● PROVIDED PASSAGE:
“TO WHOM BELONGEST THOU?”
Jim T Brown (Edinburgh)
1 Samuel 30: 13
1 Chronicles 12: 18 (to “Jesse”)
“To whom belongest thou?”. It is a question posed in the glad tidings; it is relevant to every man, woman, boy and girl. Some day God will require an answer; everyone will have to give an answer to that question. The answer of this young man, of whom we have read, was full of pathos; he said, “I am a young man of Egypt, servant of an Amalekite; and my master left me, because three days ago I fell sick”. Was there a more pathetic picture? Born in Egypt, yet the servant of a master, who was an Amalekite, who had deserted him because he was sick, and had left him without food and water. Could there be a more hopeless picture, a more vivid warning of what might befall those who seek satisfaction in this world’s temporary pleasures? But the glory of the glad tidings is that there was hope for this young man, and for anyone like him. You can belong to Jesus! He died to save you; He paid the full price of your redemption at Golgotha: “For the redemption of their soul was costly, and must be given up forever”, Ps 49: 8.
Psalm 87 refers to those who, like this young man, were born in Egypt. “I will make mention of Rahab and Babylon among them that know me; behold Philistia, and Tyre, with Ethiopia: this man was born there”, v 4. Rahab means Egypt, and what an awful outlook it is for those who remain morally there. Every man in one sense has been born in Egypt, born in sin: “by one man sin entered into the world, and by sin death; and thus death passed upon all men, for that all have sinned”, Rom 5: 12. But then, through the work of Jesus, we can find our origins in Zion. “And of Zion it shall be said, This one and that one was born in her” (Ps 87: 5), born in Zion. What a contrast to Egypt! How wonderful to trace your spiritual birthplace to Zion, founded deep in the sovereign mercy of God, enveloped by the warmth of divine grace. Your birthplace there can never be undermined.
But this man said, “I am a young man of Egypt”. The reality is that Egypt is ruined. Pharaoh’s own bondmen told him, “dost thou not yet know that Egypt is ruined?”, Exod 10: 7. Yet still Pharaoh persisted in his ruthless path, unyielding to the divine word, expressed through Moses. How solemn it is for any to reject the pleadings of God in grace, as set out in the gospel. God says, “I am against thee, Pharaoh king of Egypt, the great monster that lieth in the midst of his rivers, which saith, My river is mine own, and I made it for myself”, Ezek 29: 3. Satan lays claim to this poor world. What it must have meant to the Lord Jesus when He said, “the ruler of the world comes, and in me he has nothing” (John 14: 30), a world He had created, yet presided over by Satan. What sorrow for the Lord Jesus to utter these words. So Pharaoh, in his arrogance, says he made it for himself. How awful to think of Satan shaping the lives of men and women, acquiring them for his own satisfaction and for his own pleasure.

● DATA EXCERPTS:
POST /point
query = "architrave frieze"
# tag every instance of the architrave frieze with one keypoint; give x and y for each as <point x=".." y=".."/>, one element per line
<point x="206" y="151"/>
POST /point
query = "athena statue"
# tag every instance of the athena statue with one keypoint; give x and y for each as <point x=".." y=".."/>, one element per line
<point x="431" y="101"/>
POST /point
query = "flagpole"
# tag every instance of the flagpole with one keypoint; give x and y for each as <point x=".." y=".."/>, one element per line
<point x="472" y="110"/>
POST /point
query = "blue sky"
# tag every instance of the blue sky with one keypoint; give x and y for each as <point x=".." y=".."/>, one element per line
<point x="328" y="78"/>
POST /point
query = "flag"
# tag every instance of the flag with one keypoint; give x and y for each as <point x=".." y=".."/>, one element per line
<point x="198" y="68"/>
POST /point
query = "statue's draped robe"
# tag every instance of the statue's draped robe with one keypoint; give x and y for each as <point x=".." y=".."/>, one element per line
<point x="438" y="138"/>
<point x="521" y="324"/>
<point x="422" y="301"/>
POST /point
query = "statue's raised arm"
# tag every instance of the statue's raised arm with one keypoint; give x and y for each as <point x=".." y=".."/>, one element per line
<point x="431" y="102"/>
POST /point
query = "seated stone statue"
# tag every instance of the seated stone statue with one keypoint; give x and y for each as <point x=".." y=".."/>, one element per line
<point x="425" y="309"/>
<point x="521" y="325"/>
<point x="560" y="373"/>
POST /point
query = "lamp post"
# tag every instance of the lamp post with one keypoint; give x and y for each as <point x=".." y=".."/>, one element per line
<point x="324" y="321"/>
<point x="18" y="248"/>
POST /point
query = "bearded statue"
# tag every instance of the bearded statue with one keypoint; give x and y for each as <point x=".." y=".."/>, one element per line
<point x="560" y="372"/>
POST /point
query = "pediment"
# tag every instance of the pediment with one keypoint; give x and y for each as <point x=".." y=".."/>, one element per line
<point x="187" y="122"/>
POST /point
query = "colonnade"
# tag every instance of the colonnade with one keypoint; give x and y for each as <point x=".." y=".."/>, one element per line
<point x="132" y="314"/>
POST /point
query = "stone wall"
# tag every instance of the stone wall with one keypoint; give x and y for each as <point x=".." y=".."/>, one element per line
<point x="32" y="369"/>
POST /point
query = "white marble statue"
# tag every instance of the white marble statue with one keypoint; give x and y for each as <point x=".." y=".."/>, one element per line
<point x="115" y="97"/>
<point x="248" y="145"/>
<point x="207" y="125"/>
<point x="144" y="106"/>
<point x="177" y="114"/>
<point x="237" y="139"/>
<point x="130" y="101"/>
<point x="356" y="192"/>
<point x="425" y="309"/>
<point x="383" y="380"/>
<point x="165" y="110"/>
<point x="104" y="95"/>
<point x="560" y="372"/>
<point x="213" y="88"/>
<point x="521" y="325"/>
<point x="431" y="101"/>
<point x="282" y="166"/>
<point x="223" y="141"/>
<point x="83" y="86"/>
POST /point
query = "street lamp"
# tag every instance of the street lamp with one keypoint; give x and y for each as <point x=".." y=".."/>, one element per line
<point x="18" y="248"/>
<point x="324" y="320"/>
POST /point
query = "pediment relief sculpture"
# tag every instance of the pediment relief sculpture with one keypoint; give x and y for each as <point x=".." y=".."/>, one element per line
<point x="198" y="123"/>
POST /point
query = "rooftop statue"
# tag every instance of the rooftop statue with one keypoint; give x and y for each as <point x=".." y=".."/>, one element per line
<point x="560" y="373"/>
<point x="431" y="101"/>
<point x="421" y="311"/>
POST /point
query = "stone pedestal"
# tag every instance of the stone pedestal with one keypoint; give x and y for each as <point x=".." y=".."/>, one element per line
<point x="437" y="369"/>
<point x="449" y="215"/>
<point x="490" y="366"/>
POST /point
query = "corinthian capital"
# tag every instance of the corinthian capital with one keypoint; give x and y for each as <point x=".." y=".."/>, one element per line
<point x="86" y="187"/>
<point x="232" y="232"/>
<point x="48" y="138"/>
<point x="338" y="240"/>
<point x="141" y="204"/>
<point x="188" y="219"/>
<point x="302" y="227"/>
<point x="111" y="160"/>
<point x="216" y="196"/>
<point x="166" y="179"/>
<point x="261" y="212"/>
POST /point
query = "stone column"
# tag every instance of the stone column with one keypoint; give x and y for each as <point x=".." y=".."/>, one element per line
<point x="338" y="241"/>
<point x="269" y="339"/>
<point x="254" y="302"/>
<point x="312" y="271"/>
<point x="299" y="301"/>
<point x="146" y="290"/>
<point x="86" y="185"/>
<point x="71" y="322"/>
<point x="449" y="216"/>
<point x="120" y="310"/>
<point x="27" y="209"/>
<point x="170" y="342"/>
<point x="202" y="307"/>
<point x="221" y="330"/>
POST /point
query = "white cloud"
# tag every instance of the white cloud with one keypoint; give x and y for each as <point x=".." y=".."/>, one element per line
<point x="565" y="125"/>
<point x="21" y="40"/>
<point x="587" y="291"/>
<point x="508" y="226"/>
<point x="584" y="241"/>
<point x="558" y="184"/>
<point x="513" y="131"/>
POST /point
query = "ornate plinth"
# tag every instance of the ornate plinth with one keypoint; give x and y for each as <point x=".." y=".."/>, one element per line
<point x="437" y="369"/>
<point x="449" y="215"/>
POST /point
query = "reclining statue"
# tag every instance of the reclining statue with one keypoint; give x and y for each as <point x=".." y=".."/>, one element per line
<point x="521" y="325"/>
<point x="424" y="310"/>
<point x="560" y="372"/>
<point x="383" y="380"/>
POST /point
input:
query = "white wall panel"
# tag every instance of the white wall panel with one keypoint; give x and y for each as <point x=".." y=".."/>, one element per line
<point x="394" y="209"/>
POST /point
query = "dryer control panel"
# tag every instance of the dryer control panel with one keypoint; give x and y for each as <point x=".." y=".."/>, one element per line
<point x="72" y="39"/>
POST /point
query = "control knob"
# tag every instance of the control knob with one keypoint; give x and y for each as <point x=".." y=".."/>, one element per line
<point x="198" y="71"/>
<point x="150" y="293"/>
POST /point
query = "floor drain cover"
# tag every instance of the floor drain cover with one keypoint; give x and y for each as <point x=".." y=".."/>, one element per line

● WHAT TO WORK ON:
A. Count the lines in the listing that contain the string "blue", treating case as significant. Reply with the number alone.
B. Write the next part of the sermon on "To whom belongest thou?", beginning after its final sentence.
The sermon and the listing have nothing to do with each other.

● FINAL RESULTS:
A. 2

B.
But the attractions of Egypt will soon wane and ebb away. Isaiah 19 tells us that “the streams of Egypt shall be diminished and drain away”, v 6. What deterioration there is in the world around us. The atrocities, the abuse, the overthrowing of standards and undermining of institutions, long cherished. But you can be sure that the rivers of this poor world, with all their tainted pleasures and pursuits, will soon be dried up because “the ruler of this world is judged”, John 16: 11. Isaiah says, “the fishers shall mourn, and all they that cast fish-hooks into the Nile” - that great river of Egypt - “shall lament”, chap 19: 8. How these hooks, plunged into this world’s dark waters, have lured and ensnared men for generations. See the addictions, the allurements, catching and entrapping men, without power to escape. But there is hope: the gospel is the means of salvation.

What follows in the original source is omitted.